* _WHAT YOU HAVE TO DO_
Swap "keypoint" for "marker" throughout the rows below, keeping everything else the same, and leave the pictures out of your answer.

•••••

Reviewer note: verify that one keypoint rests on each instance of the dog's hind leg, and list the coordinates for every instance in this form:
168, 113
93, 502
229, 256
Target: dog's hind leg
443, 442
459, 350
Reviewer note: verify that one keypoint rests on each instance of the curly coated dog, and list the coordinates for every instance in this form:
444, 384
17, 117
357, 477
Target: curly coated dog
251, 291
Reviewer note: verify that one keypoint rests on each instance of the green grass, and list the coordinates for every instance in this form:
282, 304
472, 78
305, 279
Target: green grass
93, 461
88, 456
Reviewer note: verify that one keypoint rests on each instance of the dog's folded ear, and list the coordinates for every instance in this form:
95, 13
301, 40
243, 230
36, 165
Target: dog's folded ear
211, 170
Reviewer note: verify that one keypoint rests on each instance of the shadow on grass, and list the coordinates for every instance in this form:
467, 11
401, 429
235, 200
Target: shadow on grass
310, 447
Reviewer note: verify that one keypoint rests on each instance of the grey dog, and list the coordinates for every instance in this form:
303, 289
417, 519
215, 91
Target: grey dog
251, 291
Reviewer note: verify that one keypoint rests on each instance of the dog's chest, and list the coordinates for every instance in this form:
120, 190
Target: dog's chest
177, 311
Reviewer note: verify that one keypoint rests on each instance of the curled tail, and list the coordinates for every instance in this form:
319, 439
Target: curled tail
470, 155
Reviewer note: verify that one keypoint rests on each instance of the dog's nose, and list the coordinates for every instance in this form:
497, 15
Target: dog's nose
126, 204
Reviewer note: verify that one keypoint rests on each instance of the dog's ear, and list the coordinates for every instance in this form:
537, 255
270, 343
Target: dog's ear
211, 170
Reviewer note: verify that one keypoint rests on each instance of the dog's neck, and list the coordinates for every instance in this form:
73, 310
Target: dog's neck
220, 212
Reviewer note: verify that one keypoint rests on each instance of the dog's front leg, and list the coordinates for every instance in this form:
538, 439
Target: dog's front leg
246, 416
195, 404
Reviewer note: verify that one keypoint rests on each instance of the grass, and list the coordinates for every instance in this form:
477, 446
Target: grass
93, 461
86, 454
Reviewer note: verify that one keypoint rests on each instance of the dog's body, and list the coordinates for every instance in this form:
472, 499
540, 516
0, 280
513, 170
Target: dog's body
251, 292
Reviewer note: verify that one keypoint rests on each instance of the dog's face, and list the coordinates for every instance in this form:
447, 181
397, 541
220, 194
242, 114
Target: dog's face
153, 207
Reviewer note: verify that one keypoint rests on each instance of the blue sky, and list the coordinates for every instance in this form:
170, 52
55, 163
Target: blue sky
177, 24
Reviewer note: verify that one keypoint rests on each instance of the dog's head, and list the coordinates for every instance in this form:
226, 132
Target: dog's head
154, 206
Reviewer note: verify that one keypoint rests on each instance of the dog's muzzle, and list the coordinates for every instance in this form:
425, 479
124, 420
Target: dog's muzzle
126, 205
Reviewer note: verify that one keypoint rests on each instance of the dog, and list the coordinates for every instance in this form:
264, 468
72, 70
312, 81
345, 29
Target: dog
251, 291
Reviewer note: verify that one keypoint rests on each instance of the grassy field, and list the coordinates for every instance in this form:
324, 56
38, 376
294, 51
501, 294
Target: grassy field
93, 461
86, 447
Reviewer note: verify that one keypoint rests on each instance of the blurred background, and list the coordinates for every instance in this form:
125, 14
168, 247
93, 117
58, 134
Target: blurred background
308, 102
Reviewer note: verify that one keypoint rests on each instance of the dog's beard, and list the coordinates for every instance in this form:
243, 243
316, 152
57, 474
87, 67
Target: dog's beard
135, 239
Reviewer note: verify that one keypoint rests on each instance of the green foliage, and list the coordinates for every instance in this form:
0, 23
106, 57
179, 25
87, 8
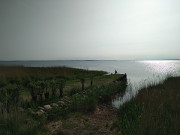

•••••

* _REPLY TO THE EXERCISE_
Reviewer note: verify that one marker rests on each instance of the dog's hind leg, and list the coordinates for every instance in this form:
168, 113
93, 502
229, 256
Target: dog's hind leg
443, 442
459, 350
Reviewer note: verify that one marker rests on each instance of the curly coated dog, and list the coordinates for every instance in this form:
444, 384
17, 117
357, 477
Target: curly coated dog
251, 291
Reviewer note: verify that one marker rests on each instance of the green grass, and list the coordinates for every instance in this form:
282, 304
472, 78
305, 279
Target: green grass
93, 461
88, 456
Reviewer note: verify that one marker rests on each instance of the dog's folded ear, and list the coordinates for every instance in this form:
95, 13
301, 40
243, 230
36, 165
Target: dog's folded ear
211, 170
Reviewer note: verify that one marker rests on each instance of the shadow on grass, and list the coordinates for every instance in this form:
467, 11
401, 429
235, 200
Target: shadow on grass
310, 447
Reviewer note: verify that one marker rests on each instance of the grey dog, and list the coordinates for every instance in this form:
303, 289
417, 519
215, 91
Target: grey dog
251, 291
Reviewer note: verify that one marker rests on each instance of the dog's chest, and list the coordinates for every instance in this form:
120, 190
Target: dog's chest
177, 311
Reviewer note: verify that one marker rests on each instance of the curled tail, and list the coordinates for every instance in this form:
319, 439
Target: curled tail
470, 155
Reviewer note: verify that one marker rests on each instance of the dog's nose, and list the coordinates for every instance in this form:
497, 15
Target: dog's nose
126, 204
Reviewer note: verify that one marker rests on each instance of the dog's ear, and list the coordinates for every instance in this form:
537, 255
270, 343
Target: dog's ear
211, 170
Reviewer note: verify that one marker rests on each instance of the dog's neck, and list the coordinates for every instance in this form:
73, 310
Target: dog's neck
220, 212
Reviewer note: verify that one marker rests on each instance of the dog's front leg, and list the coordinates for every instance in this form:
538, 439
Target: dog's front leg
246, 416
195, 404
Reviewer note: verify that one marker rests on each instance of the grass, and list the coordinates for every instance in this form:
477, 446
Target: grass
93, 461
86, 454
Reviewer note: verify that one marker rests on each instance of the dog's body, and list the coordinates for every instance in this form:
472, 499
540, 516
0, 280
513, 170
Target: dog's body
251, 292
Reviewer note: verify that one marker rests on each instance of the dog's face, and list the coordinates for every instance in this form:
447, 181
397, 541
220, 194
242, 114
Target: dog's face
153, 207
Reviewer note: verify that one marker rests on each instance of the blue sky, and list the coordinates for every instance in this form:
170, 52
55, 163
Target: blue sky
177, 24
Reviewer note: verify that one marker rests on each instance of the dog's head, and list the coordinates for every instance in this form:
226, 132
Target: dog's head
154, 206
Reviewer note: verify that one marker rests on each instance of the dog's muzzle, and list the coordinates for every instance in this form:
425, 479
124, 420
Target: dog's muzzle
126, 205
Reviewer note: verify that one marker rests on each instance of the dog, and list the coordinates for every instance in this form:
264, 468
72, 70
312, 81
345, 29
Target: dog
251, 291
Reviewer note: verify that one marker rests on each instance of the grassy field, and list the coordinates for every instance in this form:
324, 56
38, 376
294, 51
501, 294
Target: grassy field
93, 461
86, 447
Reviewer note: verify that one marker rests on each instance of the blurred background, and list the coordinates for every instance in this form:
125, 14
168, 247
93, 117
58, 134
Target: blurred background
308, 102
Reviewer note: verify that one marker rests on each instance of the dog's beard, and list the coordinates for every instance in this form:
243, 243
316, 152
57, 474
87, 67
Target: dog's beard
135, 239
Reviewer note: verify that one marker rests on each instance of the green foliage, and list the coordinates for every instance in this form:
0, 23
106, 57
179, 25
87, 8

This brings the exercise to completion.